* [文档摘录]
Return all possible palindrome partitioning of s.

For example, given s = "aab",
Return

  [
    ["aa","b"],
    ["a","a","b"]
  ]

典型的Backtrcking（回溯法）。从头开始判断长为i的子串是否回文，如果是继续判断剩余部分。

上代码：

class Solution {
public:
	vector<vector<string>> result;
	vector<vector<string>> partition(string s) {
		vector<string> oneAns;
		palindrome(s, oneAns);
		return result;
	}
	void palindrome(string s,vector<string> oneAns){
		if (0 == s.size()) return;
		for (int i = 1; i <= s.size(); i++){
			string tmp = string(s.begin(), s.begin() + i);
			if (isPalindrome(tmp)){
				oneAns.push_back(tmp);
				if (i == s.size()){
					result.push_back(oneAns);
					return;
				}
				else{
					palindrome(string(s.begin() + i, s.end()), oneAns);
				}
				oneAns.pop_back();
			}
			
		}
	}
	bool isPalindrome(string s){
		int i = 0,j = s.size() - 1;
		while (i < j){
			if (s[i] != s[j]){
				return false;
			}
			i++;
			j--;
		}
		return true;
	}
};

* [任务要求]
1. 在回文划分这段文档摘录中，Solution 类定义了哪些成员函数？请列出全部函数名。
2. 请照抄回文划分这段文档摘录中从“Return all possible”起、到“文，如果是继续判断剩余部分。”止（含这几个字）的部分。

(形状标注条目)
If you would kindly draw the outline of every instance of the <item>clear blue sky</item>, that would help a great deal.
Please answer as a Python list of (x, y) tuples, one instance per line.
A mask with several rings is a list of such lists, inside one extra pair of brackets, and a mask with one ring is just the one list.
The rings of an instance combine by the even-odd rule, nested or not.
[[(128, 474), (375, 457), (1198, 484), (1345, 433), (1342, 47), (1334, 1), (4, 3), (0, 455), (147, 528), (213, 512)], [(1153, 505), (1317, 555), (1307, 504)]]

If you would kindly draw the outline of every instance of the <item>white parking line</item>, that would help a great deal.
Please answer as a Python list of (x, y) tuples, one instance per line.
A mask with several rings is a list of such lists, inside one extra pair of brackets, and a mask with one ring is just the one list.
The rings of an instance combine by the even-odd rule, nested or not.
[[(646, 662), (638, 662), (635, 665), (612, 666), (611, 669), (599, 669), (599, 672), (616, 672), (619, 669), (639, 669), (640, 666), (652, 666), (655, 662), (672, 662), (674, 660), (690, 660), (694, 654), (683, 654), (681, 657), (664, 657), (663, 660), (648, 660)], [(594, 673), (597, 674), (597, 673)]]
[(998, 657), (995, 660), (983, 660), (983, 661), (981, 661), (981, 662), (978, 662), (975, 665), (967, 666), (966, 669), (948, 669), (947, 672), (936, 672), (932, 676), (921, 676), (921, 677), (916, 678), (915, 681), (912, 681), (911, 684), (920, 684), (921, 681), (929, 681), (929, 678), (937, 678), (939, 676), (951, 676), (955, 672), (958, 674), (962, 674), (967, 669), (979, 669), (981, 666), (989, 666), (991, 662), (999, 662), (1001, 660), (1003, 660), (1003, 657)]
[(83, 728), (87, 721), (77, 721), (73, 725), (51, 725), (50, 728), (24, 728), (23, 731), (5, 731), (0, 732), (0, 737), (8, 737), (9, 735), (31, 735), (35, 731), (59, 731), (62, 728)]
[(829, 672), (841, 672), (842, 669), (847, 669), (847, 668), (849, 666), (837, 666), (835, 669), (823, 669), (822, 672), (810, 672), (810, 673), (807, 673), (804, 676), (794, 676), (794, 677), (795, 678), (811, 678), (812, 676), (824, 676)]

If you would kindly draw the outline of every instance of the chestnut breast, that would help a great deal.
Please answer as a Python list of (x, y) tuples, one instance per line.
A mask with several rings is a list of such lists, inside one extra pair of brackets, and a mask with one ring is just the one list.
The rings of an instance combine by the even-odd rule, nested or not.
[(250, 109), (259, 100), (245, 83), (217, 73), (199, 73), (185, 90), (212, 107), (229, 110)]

* [参考答案]
1. partition、palindrome、isPalindrome

2.
Return all possible palindrome partitioning of s.

For example, given s = "aab",
Return

  [
    ["aa","b"],
    ["a","a","b"]
  ]

典型的Backtrcking（回溯法）。从头开始判断长为i的子串是否回文，如果是继续判断剩余部分。